- _What the task asks_: Nothing but the lines from the one that contains "For the benchmark, spot each instance of the stone" through the end of the listing should appear, set down exactly.

- _Material to process_:
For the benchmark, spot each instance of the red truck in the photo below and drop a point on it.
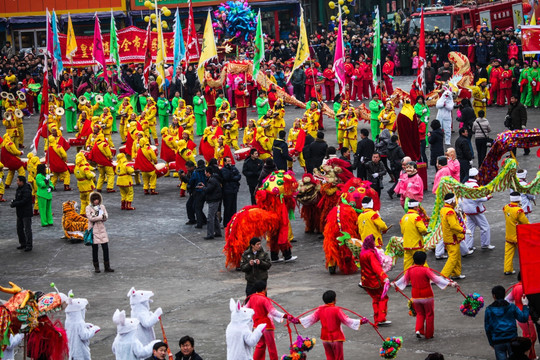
(501, 14)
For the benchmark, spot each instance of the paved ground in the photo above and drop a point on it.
(152, 249)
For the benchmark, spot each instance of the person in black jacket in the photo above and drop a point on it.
(196, 183)
(231, 185)
(23, 202)
(190, 204)
(317, 152)
(463, 154)
(280, 151)
(213, 196)
(364, 151)
(252, 170)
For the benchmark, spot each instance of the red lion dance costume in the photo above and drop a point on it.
(342, 242)
(270, 218)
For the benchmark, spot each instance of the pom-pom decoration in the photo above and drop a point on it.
(235, 19)
(300, 348)
(391, 346)
(472, 304)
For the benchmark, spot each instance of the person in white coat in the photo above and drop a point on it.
(445, 105)
(474, 209)
(78, 331)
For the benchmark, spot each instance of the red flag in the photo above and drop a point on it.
(147, 56)
(421, 53)
(192, 47)
(528, 236)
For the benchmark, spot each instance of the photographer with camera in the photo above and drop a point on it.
(23, 203)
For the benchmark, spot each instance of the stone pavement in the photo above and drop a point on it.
(152, 249)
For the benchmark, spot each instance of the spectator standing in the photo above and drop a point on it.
(281, 151)
(187, 349)
(481, 129)
(213, 196)
(252, 170)
(231, 185)
(23, 204)
(255, 264)
(463, 154)
(500, 322)
(316, 152)
(197, 182)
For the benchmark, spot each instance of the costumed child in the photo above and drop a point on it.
(124, 181)
(420, 277)
(78, 331)
(374, 280)
(331, 318)
(513, 216)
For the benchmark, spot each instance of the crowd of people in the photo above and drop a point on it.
(200, 134)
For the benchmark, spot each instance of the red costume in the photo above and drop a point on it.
(331, 318)
(329, 84)
(505, 87)
(420, 277)
(388, 74)
(265, 313)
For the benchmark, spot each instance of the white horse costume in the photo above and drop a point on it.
(78, 331)
(241, 340)
(140, 309)
(126, 346)
(445, 105)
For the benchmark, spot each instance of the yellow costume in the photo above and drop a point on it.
(480, 96)
(513, 216)
(85, 180)
(370, 223)
(453, 234)
(124, 181)
(412, 229)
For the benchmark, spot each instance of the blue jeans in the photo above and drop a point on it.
(502, 351)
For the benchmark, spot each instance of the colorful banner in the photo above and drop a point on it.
(131, 47)
(530, 39)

- _Full solution_:
For the benchmark, spot each instance of the stone pavement in the photo above and drop a point on it.
(152, 249)
For the benchmark, spot each instance of the spectator standing in the photo above and drop a point on it.
(281, 151)
(187, 349)
(481, 129)
(213, 196)
(252, 170)
(231, 185)
(23, 204)
(255, 264)
(463, 154)
(500, 322)
(316, 152)
(197, 182)
For the benchmark, spot each instance of the costumed child in the photo above and drop a point on it.
(124, 181)
(420, 277)
(78, 331)
(374, 280)
(331, 318)
(513, 216)
For the benchmark, spot each instance of the crowd of people in the photo above and drop a point on it.
(200, 134)
For the benchmark, spot each instance of the red costume in the photo above and drop a point on it.
(331, 318)
(329, 84)
(505, 87)
(420, 277)
(388, 74)
(265, 313)
For the benchmark, spot each instance of the white horse costume in the photo above and drop a point on it.
(78, 331)
(241, 340)
(140, 309)
(126, 346)
(445, 105)
For the benchmark, spot each instance of the yellow costume in the photo above and drop a point on it.
(480, 96)
(513, 216)
(85, 180)
(370, 223)
(453, 234)
(124, 181)
(412, 229)
For the benchmark, spot each instance of the blue jeans in the photo above and drop a point on it.
(502, 351)
For the benchmark, spot each instance of the colorful banner in the photo above and drop a point on it.
(131, 47)
(530, 39)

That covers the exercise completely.